◆ **Action item**:
Can you copy out the passage below on identifying RAD loci and filtering variants, word for word and in full?

◆ **Quoted passage**:
───

Identification of RAD loci and variant filtering
We demultiplexed the data to sublibraries (index barcodes) with BamIndexDecoder v.1.03 (included in Picard Illumina2Bam, available fromhttp://gq1.github.io/illumina2bam/), quality-filtered and further demultiplexed the reads to individual accessions (inline barcodes) using process_radtags.pl from STACKS v.1.47 (Catchen et al. 2013). We removed low-quality reads with an uncalled base and corrected inline barcodes and RAD-tags with one mismatch, retaining only full-length reads (94 bp). We concatenated samples which had been sequenced twice. As there is no reference genome available for Merianieae, we followed Brandrud et al. (2020) to first create a pseudo-reference using denovo_map.pl from STACKS and followed up with a mapping approach to improve coverage and the recovery of loci. For each of the six species, we selected the ten samples with the highest number of reads to be used for building a unique pseudo-reference. We built several catalogues using different settings and chose the best following the r80 rule of Paris et al. (2017) for parameter optimization. We tested m (minimum number of identical reads required to create a stack) four and five, subsequently increasedM (number of mismatches between stacks within individual) starting from one, and n (number of mismatches allowed between stacks between individuals) as n = M or n =M+1 (Paris et al. 2017). For each setting, we recorded the number of tags retained with data for at least 80% of individuals and chose the settings m 4, M 1 and n 2 which gave the maximum number of reliable polymorphic loci. We extracted the .fasta pseudo-reference from the optimized catalogue by including polymorphic RAD loci that were present in at least 30% of samples and contained up to nine SNPs using export_sql.pl from STACKS. We then mapped the raw reads of each accession to this pseudo-reference separately using the mem algorithm of BWA v.0.7.12-5 (Li & Durbin 2009), flagging shorter split hits as secondary (–M). Next, we sorted the resulting aligned .sam-files by reference coordinates and added read groups in the output .bam-files with Picard Tools v.2.18.17 (Wysoker et al. 2013). Finally, we performed a realignment around indels using the Genome Analysis Toolkit v.3.8.1 (GATK; McKenna et al. 2010).

───

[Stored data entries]
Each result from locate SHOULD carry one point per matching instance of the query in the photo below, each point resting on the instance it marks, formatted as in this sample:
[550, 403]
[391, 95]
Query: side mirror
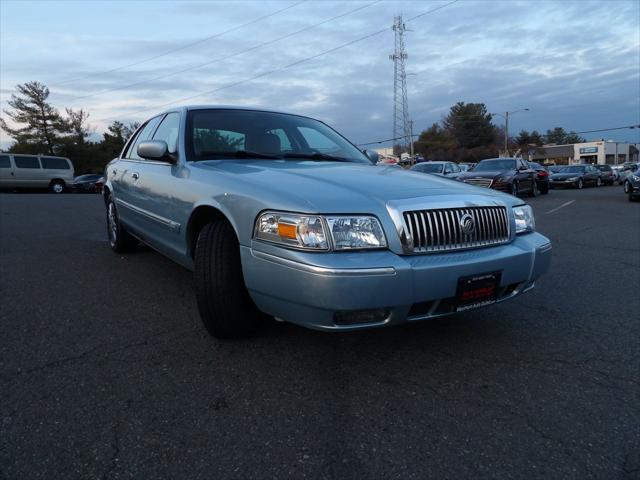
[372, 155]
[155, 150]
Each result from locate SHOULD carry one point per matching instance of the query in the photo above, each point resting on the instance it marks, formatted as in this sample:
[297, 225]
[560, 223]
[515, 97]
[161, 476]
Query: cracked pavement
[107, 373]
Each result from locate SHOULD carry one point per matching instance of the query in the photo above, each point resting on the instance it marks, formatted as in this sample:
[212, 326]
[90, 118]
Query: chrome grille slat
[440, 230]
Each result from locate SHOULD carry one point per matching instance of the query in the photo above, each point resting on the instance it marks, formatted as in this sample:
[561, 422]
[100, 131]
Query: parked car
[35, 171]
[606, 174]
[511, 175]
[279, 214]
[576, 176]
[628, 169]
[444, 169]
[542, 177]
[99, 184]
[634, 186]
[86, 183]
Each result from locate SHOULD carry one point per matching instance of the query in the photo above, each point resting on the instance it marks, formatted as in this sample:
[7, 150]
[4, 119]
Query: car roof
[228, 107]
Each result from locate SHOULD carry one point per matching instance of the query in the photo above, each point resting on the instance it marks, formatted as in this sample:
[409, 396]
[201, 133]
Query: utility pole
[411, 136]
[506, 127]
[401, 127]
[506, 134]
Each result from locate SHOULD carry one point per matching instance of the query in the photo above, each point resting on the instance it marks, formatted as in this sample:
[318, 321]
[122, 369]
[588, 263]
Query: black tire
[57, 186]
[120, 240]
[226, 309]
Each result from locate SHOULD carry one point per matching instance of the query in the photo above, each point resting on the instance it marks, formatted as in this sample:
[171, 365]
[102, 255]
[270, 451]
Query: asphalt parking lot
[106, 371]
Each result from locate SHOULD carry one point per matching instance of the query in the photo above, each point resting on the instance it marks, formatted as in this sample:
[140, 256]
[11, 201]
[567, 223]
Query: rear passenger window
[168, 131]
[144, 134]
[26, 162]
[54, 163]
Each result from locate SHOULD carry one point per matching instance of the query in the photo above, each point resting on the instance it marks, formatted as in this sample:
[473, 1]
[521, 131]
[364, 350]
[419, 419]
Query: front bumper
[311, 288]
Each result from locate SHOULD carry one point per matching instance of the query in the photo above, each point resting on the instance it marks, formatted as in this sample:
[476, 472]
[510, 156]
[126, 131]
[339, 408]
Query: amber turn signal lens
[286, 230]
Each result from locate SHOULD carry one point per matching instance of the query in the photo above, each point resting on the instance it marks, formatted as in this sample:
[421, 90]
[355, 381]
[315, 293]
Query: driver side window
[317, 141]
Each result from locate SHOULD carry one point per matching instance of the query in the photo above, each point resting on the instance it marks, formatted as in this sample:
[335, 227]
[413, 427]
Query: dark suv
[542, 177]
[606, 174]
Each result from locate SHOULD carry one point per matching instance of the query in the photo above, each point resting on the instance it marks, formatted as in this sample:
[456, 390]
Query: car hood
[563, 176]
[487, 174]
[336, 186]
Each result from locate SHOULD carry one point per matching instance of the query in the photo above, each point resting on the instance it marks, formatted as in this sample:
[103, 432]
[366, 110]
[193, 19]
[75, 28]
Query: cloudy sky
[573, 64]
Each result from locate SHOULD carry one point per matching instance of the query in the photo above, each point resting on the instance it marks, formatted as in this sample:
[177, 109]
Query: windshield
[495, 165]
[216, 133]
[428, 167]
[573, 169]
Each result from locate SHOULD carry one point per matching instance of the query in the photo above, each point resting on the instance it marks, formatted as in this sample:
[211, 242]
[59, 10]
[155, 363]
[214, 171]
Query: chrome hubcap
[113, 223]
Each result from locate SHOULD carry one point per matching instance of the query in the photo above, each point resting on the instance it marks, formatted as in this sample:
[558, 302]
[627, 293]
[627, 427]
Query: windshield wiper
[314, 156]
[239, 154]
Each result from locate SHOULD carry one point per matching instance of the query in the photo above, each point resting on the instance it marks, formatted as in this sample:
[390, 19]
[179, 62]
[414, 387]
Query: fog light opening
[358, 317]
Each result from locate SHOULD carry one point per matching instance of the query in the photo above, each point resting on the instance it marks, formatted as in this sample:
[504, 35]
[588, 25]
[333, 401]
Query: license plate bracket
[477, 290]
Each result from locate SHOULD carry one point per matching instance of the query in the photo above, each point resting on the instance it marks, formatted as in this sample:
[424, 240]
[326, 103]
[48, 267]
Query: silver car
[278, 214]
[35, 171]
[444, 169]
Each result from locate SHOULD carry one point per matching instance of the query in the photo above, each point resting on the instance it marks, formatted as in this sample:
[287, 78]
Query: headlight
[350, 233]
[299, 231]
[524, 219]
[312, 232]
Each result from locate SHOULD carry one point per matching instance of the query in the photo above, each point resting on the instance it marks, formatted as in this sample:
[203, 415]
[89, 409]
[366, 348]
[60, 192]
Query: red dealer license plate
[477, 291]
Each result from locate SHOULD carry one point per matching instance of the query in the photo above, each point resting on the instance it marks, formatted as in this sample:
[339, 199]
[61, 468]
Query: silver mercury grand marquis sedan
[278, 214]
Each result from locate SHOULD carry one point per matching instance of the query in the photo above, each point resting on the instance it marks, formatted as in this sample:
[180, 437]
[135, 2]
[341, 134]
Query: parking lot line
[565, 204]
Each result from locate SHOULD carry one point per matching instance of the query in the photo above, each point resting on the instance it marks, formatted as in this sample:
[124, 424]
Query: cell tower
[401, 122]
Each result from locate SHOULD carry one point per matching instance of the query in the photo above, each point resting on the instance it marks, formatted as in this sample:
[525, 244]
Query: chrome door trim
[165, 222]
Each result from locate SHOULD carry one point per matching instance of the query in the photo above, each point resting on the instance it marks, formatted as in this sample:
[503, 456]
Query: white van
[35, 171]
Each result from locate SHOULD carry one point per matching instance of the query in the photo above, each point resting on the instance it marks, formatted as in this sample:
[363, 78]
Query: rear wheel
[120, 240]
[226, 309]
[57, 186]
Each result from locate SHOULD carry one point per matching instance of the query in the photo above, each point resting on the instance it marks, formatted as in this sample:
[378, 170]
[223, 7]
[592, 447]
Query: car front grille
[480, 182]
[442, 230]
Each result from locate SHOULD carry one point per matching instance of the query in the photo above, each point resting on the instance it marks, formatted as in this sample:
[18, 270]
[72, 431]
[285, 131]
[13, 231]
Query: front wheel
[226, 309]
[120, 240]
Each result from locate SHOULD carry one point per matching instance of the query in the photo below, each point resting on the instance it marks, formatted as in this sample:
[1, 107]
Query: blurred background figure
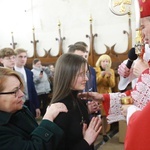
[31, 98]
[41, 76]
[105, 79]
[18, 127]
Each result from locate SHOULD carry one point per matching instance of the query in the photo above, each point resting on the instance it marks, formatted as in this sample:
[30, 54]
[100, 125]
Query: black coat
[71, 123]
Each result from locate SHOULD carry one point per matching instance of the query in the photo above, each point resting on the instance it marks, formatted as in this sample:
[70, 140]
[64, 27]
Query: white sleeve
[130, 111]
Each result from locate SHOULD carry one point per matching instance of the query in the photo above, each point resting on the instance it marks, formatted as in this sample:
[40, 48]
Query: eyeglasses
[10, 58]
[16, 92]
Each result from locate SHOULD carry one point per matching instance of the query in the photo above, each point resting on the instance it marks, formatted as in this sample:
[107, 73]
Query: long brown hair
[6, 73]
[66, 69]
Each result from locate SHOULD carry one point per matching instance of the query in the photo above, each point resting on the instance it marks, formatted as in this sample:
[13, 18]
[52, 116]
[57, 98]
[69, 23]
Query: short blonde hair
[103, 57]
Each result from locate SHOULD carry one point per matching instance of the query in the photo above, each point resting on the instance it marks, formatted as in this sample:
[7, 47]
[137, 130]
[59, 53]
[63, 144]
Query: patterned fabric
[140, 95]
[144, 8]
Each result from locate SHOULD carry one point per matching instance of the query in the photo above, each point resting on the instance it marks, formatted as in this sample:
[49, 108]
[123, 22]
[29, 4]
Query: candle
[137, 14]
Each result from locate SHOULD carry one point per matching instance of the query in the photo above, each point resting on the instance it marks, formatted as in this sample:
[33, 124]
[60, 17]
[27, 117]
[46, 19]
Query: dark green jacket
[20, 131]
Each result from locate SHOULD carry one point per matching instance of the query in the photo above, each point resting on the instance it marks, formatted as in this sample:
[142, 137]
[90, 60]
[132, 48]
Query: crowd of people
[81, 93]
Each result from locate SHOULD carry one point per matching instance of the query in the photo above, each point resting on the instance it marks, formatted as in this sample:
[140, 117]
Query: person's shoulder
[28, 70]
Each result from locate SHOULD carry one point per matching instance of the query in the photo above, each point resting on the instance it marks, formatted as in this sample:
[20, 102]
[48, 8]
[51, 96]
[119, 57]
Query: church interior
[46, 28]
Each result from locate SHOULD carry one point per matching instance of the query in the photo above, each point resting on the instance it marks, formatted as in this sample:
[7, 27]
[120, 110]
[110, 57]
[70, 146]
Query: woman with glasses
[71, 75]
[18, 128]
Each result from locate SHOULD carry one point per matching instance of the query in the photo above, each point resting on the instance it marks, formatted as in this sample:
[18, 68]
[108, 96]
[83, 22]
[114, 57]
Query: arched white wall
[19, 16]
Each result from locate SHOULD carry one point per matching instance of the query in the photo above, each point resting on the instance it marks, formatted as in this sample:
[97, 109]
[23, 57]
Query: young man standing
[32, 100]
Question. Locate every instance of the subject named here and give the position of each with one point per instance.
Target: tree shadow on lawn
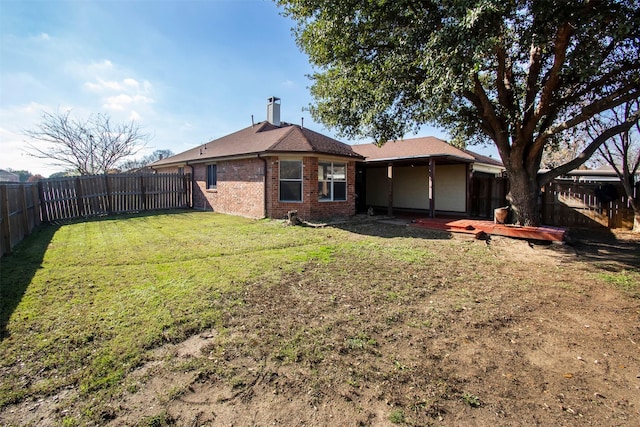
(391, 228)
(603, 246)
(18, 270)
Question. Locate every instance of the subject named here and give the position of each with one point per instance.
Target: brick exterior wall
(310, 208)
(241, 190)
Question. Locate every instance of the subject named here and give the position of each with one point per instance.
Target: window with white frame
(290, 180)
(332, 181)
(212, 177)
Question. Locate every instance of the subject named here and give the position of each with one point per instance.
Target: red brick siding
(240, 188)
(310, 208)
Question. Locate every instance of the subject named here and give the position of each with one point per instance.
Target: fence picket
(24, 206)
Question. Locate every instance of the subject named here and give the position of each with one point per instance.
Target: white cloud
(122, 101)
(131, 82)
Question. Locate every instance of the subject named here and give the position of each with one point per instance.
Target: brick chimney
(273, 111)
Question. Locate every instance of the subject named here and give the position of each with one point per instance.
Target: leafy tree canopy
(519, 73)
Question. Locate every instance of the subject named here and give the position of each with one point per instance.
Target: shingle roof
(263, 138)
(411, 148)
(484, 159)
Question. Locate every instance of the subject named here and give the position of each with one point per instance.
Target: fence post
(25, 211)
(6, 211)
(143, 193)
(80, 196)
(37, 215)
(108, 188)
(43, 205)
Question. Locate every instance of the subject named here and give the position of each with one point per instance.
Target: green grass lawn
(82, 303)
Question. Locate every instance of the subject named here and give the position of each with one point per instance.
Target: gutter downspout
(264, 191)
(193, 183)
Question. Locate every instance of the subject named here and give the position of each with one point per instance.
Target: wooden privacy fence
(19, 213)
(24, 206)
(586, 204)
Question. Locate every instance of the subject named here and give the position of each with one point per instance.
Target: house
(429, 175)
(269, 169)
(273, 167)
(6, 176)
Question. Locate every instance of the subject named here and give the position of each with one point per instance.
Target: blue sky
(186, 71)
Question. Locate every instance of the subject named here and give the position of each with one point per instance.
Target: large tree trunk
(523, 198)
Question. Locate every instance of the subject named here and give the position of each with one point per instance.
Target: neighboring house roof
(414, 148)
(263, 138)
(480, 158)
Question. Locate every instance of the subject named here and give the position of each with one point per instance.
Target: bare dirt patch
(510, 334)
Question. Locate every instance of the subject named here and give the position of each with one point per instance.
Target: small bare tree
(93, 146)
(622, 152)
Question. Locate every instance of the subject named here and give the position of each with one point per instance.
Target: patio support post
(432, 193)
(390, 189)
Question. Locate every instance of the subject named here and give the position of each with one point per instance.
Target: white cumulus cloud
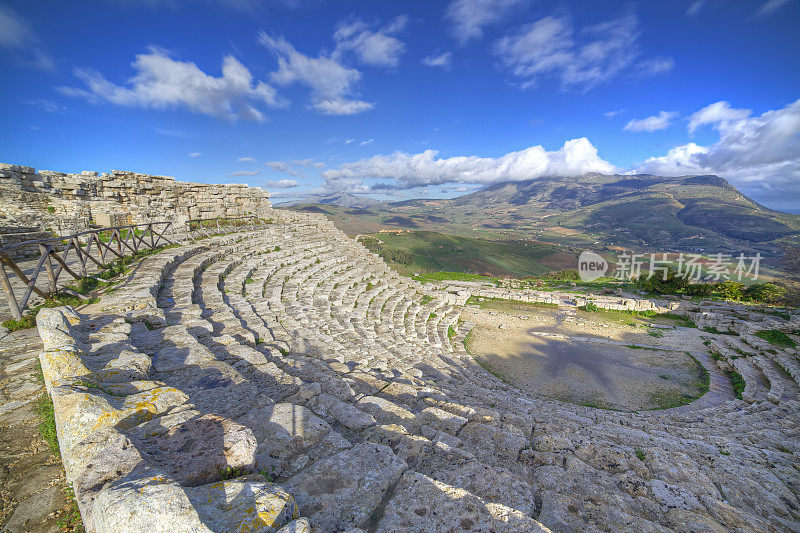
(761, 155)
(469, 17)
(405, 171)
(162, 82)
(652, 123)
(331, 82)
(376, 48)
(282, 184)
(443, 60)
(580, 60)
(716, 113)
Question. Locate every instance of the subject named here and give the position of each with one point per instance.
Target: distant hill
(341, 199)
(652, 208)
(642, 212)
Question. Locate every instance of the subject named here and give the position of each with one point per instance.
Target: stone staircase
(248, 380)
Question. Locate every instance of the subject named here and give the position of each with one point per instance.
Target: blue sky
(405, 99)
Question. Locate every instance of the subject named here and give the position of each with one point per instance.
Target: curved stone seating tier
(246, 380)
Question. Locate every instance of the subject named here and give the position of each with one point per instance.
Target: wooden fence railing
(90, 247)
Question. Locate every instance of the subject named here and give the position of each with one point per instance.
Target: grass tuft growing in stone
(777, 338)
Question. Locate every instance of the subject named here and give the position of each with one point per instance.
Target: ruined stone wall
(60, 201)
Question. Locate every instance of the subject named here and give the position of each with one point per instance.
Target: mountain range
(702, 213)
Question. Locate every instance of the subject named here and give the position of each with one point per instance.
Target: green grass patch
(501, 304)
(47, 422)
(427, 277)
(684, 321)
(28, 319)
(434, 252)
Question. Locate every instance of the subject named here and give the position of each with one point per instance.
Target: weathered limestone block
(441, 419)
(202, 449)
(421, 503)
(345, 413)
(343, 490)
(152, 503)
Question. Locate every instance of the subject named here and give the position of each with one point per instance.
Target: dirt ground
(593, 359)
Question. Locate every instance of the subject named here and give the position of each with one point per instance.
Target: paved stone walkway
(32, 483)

───

◆ **Exercise response**:
Identification of RAD loci and variant filtering
We demultiplexed the data to sublibraries (index barcodes) with BamIndexDecoder v.1.03 (included in Picard Illumina2Bam, available fromhttp://gq1.github.io/illumina2bam/), quality-filtered and further demultiplexed the reads to individual accessions (inline barcodes) using process_radtags.pl from STACKS v.1.47 (Catchen et al. 2013). We removed low-quality reads with an uncalled base and corrected inline barcodes and RAD-tags with one mismatch, retaining only full-length reads (94 bp). We concatenated samples which had been sequenced twice. As there is no reference genome available for Merianieae, we followed Brandrud et al. (2020) to first create a pseudo-reference using denovo_map.pl from STACKS and followed up with a mapping approach to improve coverage and the recovery of loci. For each of the six species, we selected the ten samples with the highest number of reads to be used for building a unique pseudo-reference. We built several catalogues using different settings and chose the best following the r80 rule of Paris et al. (2017) for parameter optimization. We tested m (minimum number of identical reads required to create a stack) four and five, subsequently increasedM (number of mismatches between stacks within individual) starting from one, and n (number of mismatches allowed between stacks between individuals) as n = M or n =M+1 (Paris et al. 2017). For each setting, we recorded the number of tags retained with data for at least 80% of individuals and chose the settings m 4, M 1 and n 2 which gave the maximum number of reliable polymorphic loci. We extracted the .fasta pseudo-reference from the optimized catalogue by including polymorphic RAD loci that were present in at least 30% of samples and contained up to nine SNPs using export_sql.pl from STACKS. We then mapped the raw reads of each accession to this pseudo-reference separately using the mem algorithm of BWA v.0.7.12-5 (Li & Durbin 2009), flagging shorter split hits as secondary (–M). Next, we sorted the resulting aligned .sam-files by reference coordinates and added read groups in the output .bam-files with Picard Tools v.2.18.17 (Wysoker et al. 2013). Finally, we performed a realignment around indels using the Genome Analysis Toolkit v.3.8.1 (GATK; McKenna et al. 2010).